== Фрагмент документа ==

Никто не будет спорить — «Собака Баскевилей» — страшный рассказ. Но ничего таинственного нет. Напротив, автор настолько хорошо анализирует мотивы и детали преступления, что остается только восхищаться талантом Шерлока Холмса. Это человек сугубо современный. Для него существует головоломка, хитросплетение замысла — их необходимо распутать хотя бы ради собственного честолюбия, ибо Шерлок не простит себе ошибки или заблуждения. Он невыносимо скучает «без дела» — дело для него заключается в раскрытии сложной загадки — иначе он предается скрипке или морфию. Он с удовольствием вмешался бы в коварные затеи «прародителя зла», но «сказок больше нет на этом грустном свете». Трудно вообразить человека более далекого от идеи тайны, нежели Шерлок Холмс. Нельзя путать романтику преступления со специалистом «по распознаванию разных пеплов табака», как нельзя смешивать угрюмого усталого пропойцу с блестящим клоуном на арене.

В наше время люди разделились на чудаков, чувствующих тайну решительно во всем, и специалистов, которые утверждают, что «со временем на этот вопрос будет получен ответ.» Этих специалистов, неуклонных оптимистов становится все больше, но все они отвечают на мелкие вопросы, которые со временем либо забываются, либо встречают неуклонных противников. Даже мелкие вопросы веерно раздробляются на совсем уж микроскопические. Никто не думает спрашивать вечное: «Кто мы? Откуда пришли? Куда идем?» Никто не думает констатировать:

Но в мире есть иные области, Луной мучительной томимы. Для высшей силы, высшей доблести Они навек недостижимы. Там волны с блесками и всплесками Непрекращаемого танца, И там летит скачками резкими Корабль Летучего Голландца.

К области Летучего Голландца примыкает курс блужданий «Артура Гордона Пима» Эдгара По. Когда в нездешнем молчании Южного моря, среди пепельно-серого нетающего снега раздаются крики «Теке-ли-ли» хищных белых птиц, когда над полюсом вздымается огромная высокая фигура, ослепительно белая…тайна уходит в еще более таинственное. Со времен алхимии тайна превратилась в элемент эстетический, а не познавательный. Именно так представляет немецкий поэт Готфрид Бенн вопрос «Откуда мы?»: «О чьими предками мы были в пра-времени? Дрожащей слизи в теплом болоте? Холмика дюны, созданного ветром и уничтоженного ветром? Головы стрекозы или крыла чайки, уже чувствующие жестокость страдания?

…Туманная бухта, зловещие сны джунглей. Звезды, расцветающие тяжелыми комьями снега. Прыжок пантеры в беззвучном лесу. Всё — берег. Вечно зовет море.»

===
== Исходные данные ==

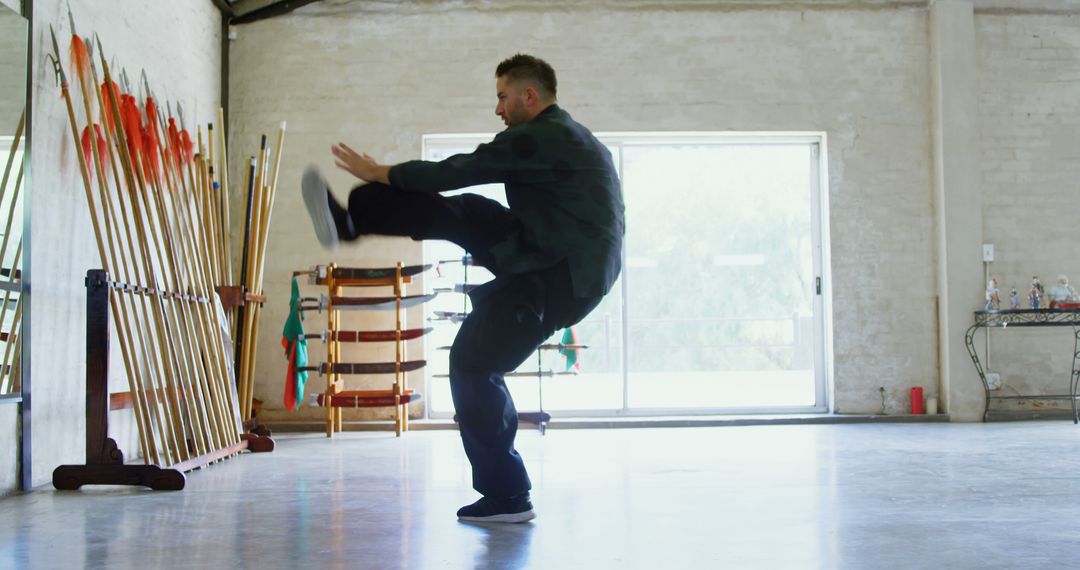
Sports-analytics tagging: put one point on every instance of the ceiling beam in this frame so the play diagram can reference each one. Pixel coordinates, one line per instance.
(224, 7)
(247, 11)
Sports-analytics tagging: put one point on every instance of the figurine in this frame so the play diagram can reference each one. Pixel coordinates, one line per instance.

===

- Условие задачи A
Чему, согласно фрагменту, предается Шерлок Холмс, если у него нет дела?
- Условие задачи B
Объясните по фрагменту, почему Шерлок Холмс считает необходимым распутать головоломку.
- Условие задачи C
Перепишите часть фрагмента, начиная со слов «Но в мире есть» и заканчивая словами «Корабль Летучего Голландца.», заменив «Корабль» на «Фрегат».

- Результат выполнения A
Скрипке или морфию.

- Результат выполнения B
Распутать ее нужно хотя бы ради собственного честолюбия: Шерлок не простит себе ошибки или заблуждения.

- Результат выполнения C
Но в мире есть иные области, Луной мучительной томимы. Для высшей силы, высшей доблести Они навек недостижимы. Там волны с блесками и всплесками Непрекращаемого танца, И там летит скачками резкими Фрегат Летучего Голландца.